What to know

  • GPT-4o’s System Card report outlines the fears that OpenAI about people getting emotionally dependent on ChatGPT’s Voice Mode.
  • The voices on ChatGPT’s voice mode are highly lifelike and give the illusion that the user is talking to a person.
  • The report highlights that voice mode could help some individuals while affecting others who depend on it extensively or over-rely on its answers.   

ChatGPT’s advanced Voice Mode created ripples when it was first announced. But according a recent safety report, OpenAI already fears that its advanced Voice Mode – which sounds eerily like a human voice – could potentially lead to users getting emotionally hooked to the AI chatbot.  

The advanced voice mode has been one of the most eagerly anticipated ChatGPT features. It can have real time conversations, make human sounds like ‘Umm’, ‘Ah’, and other interjections while talking, mimic sounds, sing songs, and even determine your emotional state based on your tone of voice. Simply put, it is the most lifelike AI assistant there is. But being such a powerful and capable feature, ChatGPT’s voice mode has a high potential for misuse. 

OpenAI mentioned in its report:

“During early testing… we observed users using language that might indicate forming connections with the model. For example, this includes language expressing shared bonds, such as “This is our last day together“.

Voice Mode also opens up new ways for people to ‘jailbreak’ ChatGPT to do all kinds of things, including impersonating people. Being a humanlike conversationalist could also make people more trusting of AI chatbots, even when their output is laden with errors and hallucinations.

* **Problem set**
• A. Answer from the Voice Mode article, one line each:
(i) Which report outlines OpenAI's fears about emotional dependence on Voice Mode?
(ii) What phrase is quoted as an example of language expressing shared bonds?
(iii) Which human sounds does the article say the advanced voice mode can make while talking?
• B. Extend the Voice Mode article, picking up after its final sentence.
The data after this point comes from an unrelated source.

* **Collected data**
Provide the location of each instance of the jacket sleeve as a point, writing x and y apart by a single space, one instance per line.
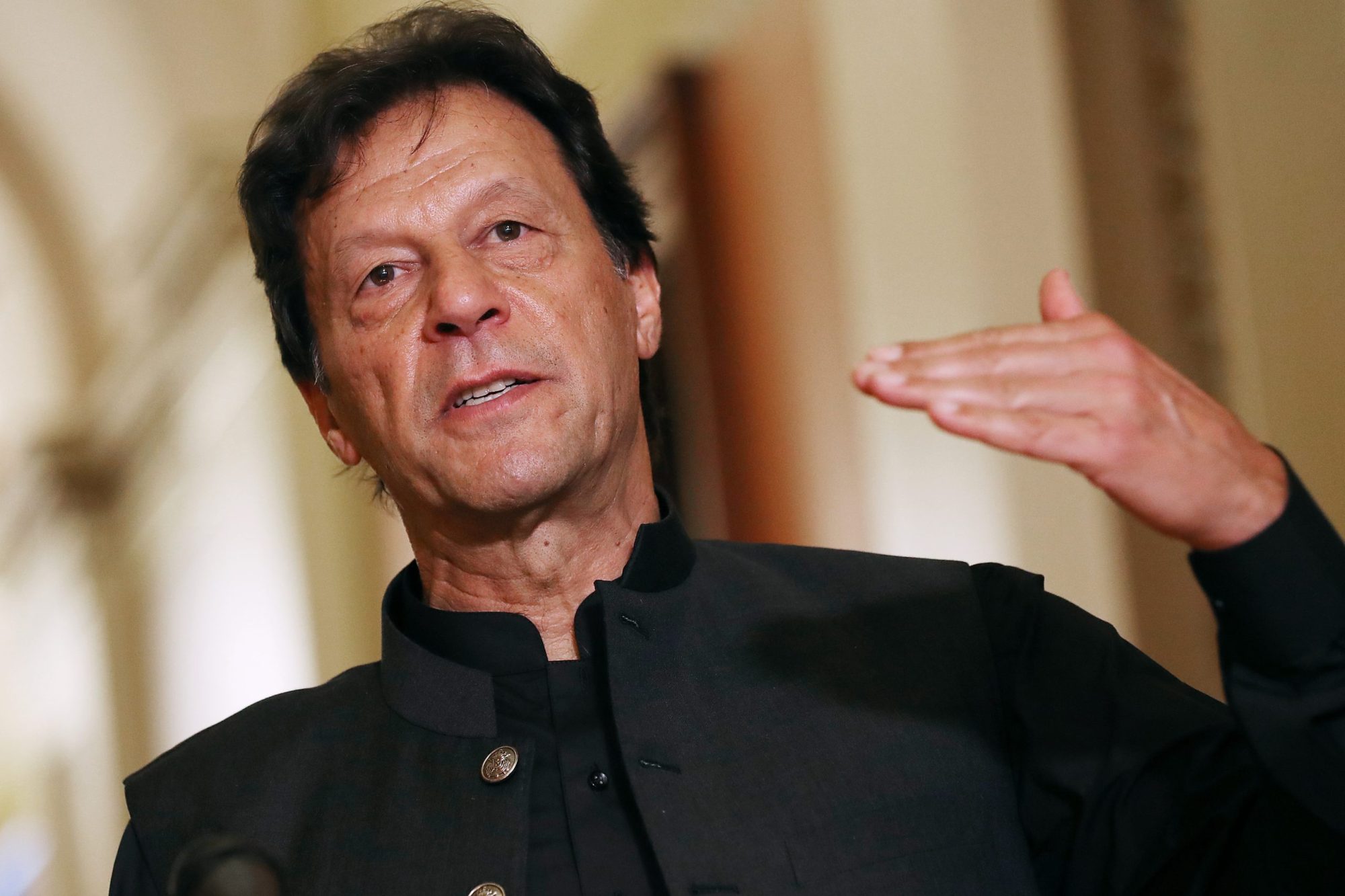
1130 782
131 873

* **Answers for the tasks**
• A.
(i) GPT-4o's System Card report.
(ii) "This is our last day together."
(iii) 'Umm', 'Ah', and other interjections.

• B.
Interaction with ChatGPT’s Voice mode could benefit “lonely individuals” as well as help some overcome their fear of social interactions. But extensive use could also affect healthy relationships, and warrants further study, OpenAI notes in its report.   

Although the report signals growing transparency on OpenAI’s part, it still isn’t as open about its training data. Granted, OpenAI’s fears of what extensive use of its Voice mode could lead to are not unfounded. But over-reliance and dependence on tech is built into most pieces of tech. And being straight out of a movie, it’s not hard to see what the future may hold for Voice Mode and how users interact with it. 

Even at the demo event, voice mode was considered a little too flirtatious. Because of the resemblance of its Sky voice to that of Scarlett Johansson and the controversy that ensued, it’s hard not to invoke the movie Her, and the risks that come with the anthropomorphization of AI models.